● Information provided

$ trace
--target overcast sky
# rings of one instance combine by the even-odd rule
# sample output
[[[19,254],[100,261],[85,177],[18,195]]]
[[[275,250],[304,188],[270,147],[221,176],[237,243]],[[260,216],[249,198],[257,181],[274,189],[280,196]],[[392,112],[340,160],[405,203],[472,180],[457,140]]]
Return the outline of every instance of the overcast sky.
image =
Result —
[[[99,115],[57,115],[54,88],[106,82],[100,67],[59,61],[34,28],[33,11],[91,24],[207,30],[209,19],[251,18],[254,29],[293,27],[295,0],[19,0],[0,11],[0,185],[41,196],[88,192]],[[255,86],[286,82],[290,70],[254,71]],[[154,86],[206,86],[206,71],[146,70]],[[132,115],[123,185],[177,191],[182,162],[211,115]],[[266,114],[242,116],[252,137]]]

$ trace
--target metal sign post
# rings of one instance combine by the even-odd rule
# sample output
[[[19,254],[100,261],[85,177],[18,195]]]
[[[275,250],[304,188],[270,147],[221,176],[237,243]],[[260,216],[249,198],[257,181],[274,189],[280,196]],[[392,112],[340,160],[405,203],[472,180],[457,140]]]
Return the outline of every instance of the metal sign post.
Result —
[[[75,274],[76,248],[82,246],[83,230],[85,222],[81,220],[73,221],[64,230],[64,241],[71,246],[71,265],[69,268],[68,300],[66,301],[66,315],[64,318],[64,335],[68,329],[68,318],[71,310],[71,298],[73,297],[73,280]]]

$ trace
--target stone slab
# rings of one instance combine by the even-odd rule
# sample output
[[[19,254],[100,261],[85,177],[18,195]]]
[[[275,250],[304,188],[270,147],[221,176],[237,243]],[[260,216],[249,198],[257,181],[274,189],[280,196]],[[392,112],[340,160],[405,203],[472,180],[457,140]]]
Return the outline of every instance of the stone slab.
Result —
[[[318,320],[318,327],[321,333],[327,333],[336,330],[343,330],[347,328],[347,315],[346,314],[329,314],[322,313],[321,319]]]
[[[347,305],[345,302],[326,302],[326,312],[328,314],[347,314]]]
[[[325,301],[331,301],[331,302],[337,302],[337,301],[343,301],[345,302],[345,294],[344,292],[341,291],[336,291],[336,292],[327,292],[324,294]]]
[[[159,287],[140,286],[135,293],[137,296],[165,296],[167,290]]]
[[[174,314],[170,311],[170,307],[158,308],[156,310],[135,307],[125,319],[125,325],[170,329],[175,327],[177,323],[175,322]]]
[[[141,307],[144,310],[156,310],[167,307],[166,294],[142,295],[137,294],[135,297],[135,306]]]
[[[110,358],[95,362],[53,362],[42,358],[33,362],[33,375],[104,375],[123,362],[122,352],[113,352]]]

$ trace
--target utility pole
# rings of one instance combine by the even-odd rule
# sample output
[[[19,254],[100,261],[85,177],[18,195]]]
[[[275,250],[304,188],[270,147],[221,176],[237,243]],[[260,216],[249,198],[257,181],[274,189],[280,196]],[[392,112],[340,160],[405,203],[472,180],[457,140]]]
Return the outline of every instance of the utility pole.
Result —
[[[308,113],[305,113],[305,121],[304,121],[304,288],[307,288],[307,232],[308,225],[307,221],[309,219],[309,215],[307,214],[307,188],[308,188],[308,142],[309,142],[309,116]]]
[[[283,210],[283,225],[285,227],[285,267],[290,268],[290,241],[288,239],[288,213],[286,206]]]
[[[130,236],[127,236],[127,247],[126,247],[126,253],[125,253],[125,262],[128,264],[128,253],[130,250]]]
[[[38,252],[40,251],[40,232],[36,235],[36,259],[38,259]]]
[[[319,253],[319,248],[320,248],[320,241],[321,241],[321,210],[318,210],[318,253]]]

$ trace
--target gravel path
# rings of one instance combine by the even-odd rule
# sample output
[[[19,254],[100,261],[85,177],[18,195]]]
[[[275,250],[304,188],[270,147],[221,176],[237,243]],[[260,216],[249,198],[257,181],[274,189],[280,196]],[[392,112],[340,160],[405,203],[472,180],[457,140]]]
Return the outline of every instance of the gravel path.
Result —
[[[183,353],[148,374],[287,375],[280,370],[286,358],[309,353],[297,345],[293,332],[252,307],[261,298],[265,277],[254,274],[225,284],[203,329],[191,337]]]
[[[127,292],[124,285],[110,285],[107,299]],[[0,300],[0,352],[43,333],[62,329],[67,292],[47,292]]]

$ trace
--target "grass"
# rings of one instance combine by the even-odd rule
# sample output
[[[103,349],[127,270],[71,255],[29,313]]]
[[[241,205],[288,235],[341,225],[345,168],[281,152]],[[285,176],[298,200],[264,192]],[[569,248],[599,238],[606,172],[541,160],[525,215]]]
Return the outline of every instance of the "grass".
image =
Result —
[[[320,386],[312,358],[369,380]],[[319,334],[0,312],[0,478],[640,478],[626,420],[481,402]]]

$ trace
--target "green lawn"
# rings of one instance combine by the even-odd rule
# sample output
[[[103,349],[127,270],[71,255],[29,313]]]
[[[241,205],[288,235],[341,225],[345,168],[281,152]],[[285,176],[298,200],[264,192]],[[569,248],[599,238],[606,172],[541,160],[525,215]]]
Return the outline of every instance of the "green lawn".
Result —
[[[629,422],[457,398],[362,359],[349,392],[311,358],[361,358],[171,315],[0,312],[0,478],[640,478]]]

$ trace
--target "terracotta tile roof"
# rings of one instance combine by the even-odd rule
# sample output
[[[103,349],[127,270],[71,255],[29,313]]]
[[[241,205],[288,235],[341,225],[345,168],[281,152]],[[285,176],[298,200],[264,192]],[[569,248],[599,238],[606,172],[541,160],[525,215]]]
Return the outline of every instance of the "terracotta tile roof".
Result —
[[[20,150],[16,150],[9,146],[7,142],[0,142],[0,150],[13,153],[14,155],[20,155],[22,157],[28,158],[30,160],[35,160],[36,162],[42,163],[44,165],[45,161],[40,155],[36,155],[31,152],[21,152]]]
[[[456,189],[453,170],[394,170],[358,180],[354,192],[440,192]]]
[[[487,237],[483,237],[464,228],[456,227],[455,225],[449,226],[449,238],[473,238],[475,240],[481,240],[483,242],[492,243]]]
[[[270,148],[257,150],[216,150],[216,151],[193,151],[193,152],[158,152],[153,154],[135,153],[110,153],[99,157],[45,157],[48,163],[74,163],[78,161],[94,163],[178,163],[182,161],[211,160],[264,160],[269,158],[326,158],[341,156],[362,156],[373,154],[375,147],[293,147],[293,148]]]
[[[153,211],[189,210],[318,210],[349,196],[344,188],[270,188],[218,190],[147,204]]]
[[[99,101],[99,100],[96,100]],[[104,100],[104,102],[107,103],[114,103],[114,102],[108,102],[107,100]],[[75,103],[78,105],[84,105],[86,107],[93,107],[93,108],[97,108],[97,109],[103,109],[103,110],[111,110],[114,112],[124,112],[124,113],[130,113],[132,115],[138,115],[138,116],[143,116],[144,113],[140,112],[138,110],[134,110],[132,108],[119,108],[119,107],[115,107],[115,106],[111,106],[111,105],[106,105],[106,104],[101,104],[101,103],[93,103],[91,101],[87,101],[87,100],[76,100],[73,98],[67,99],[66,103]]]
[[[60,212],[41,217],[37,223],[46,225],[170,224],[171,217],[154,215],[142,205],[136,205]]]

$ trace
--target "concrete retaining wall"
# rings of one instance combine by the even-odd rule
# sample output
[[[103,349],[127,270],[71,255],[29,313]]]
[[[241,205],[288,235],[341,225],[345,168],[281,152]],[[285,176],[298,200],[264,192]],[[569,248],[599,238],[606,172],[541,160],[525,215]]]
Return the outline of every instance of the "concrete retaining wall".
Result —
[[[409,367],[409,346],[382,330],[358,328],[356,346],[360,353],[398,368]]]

● What needs to be done
Report, from the entries above, each line where "overcast" is found.

● Reply to the task
--target overcast sky
Return the outline of every instance of the overcast sky.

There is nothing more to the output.